### Set problem
Write out the data again exactly, skipping every picture.

[Records from a point labeling set]
[Begin]
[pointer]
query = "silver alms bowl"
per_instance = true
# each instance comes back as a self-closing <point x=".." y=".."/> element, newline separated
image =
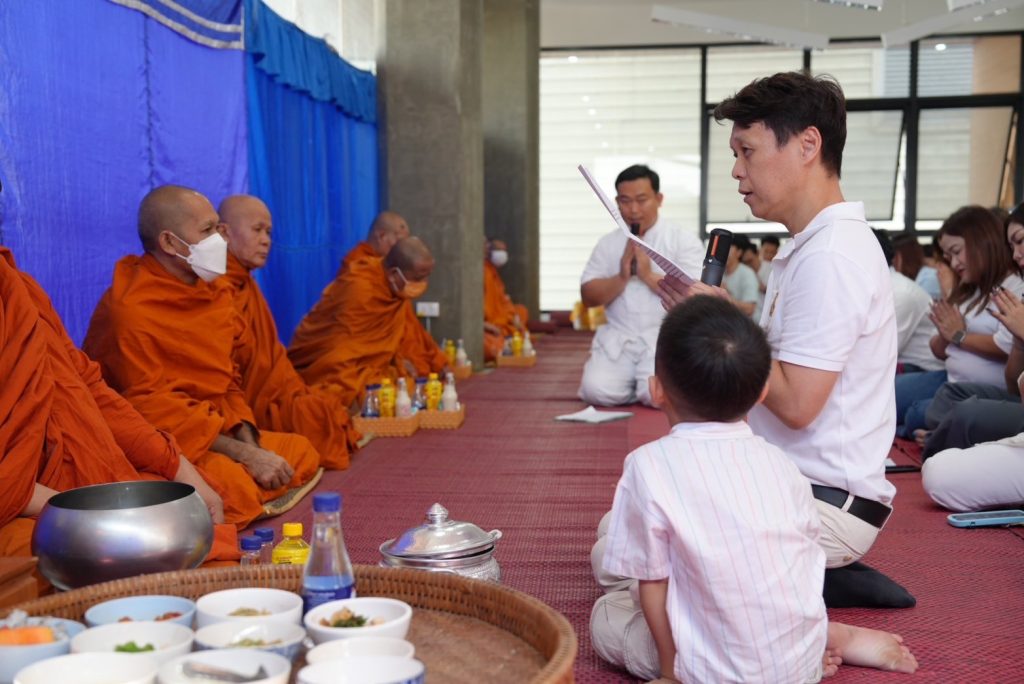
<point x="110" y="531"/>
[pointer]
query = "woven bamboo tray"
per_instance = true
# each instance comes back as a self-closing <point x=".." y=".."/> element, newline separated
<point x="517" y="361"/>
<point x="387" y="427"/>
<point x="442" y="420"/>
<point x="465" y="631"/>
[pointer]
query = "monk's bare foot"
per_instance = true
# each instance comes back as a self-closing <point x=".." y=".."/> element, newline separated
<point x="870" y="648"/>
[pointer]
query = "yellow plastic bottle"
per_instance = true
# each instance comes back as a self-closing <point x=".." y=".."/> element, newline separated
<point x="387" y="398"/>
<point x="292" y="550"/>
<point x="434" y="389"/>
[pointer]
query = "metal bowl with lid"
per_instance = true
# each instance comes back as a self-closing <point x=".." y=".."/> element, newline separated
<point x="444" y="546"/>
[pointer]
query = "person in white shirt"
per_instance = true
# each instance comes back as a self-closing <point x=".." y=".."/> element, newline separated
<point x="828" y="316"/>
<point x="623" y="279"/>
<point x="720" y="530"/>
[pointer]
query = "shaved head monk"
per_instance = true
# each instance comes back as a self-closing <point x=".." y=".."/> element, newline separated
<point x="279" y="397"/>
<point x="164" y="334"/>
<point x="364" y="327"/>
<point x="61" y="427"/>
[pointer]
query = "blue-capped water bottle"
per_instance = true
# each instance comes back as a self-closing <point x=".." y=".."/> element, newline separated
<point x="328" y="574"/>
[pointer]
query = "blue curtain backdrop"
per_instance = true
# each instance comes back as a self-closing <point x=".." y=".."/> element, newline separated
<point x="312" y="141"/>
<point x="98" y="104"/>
[End]
### Expected answer
[pointer]
query = "silver alms bowl"
per_instance = true
# each instance comes back as a self-closing <point x=".." y=".."/> element, newline separated
image =
<point x="110" y="531"/>
[pointer]
query = "woven bamboo tray"
per_instance = true
# each instance comes back as a self-closing <point x=".." y=".."/> element, newline separated
<point x="517" y="361"/>
<point x="387" y="427"/>
<point x="442" y="420"/>
<point x="465" y="631"/>
[pointer]
query = "monk's bare foot"
per_instance = true
# each instance comes back as a self-closing <point x=".." y=".."/> element, newline separated
<point x="870" y="648"/>
[pointer]
query = "yellow plastic bottle"
per_instance = true
# each instance comes back as a self-closing <point x=".." y=".."/> element, newline separated
<point x="387" y="398"/>
<point x="292" y="550"/>
<point x="434" y="389"/>
[pointer]
query = "metal bowl with lid"
per_instance = true
# each instance comes back as a self-closing <point x=".." y=".."/> element, newline separated
<point x="444" y="546"/>
[pointer]
query = "person in white shirt"
per_instance = true
# each instance comes back as a self-closing <point x=".." y=".."/> element, newline separated
<point x="828" y="316"/>
<point x="623" y="279"/>
<point x="720" y="530"/>
[pointer]
query = "shaved head monk"
per_instance = true
# each instance comes back as a self-closing <point x=".." y=".."/> element, newline separated
<point x="279" y="397"/>
<point x="164" y="334"/>
<point x="364" y="327"/>
<point x="61" y="427"/>
[pointer]
query = "blue-capped water bottle"
per_instance = true
# each instance comes back as a self-closing <point x=".." y=".."/> element, newline separated
<point x="328" y="574"/>
[pointer]
query = "blue curtain backdrop"
per_instance = true
# each instance comes back as a self-closing <point x=".." y=".."/> element, newline separated
<point x="312" y="141"/>
<point x="98" y="104"/>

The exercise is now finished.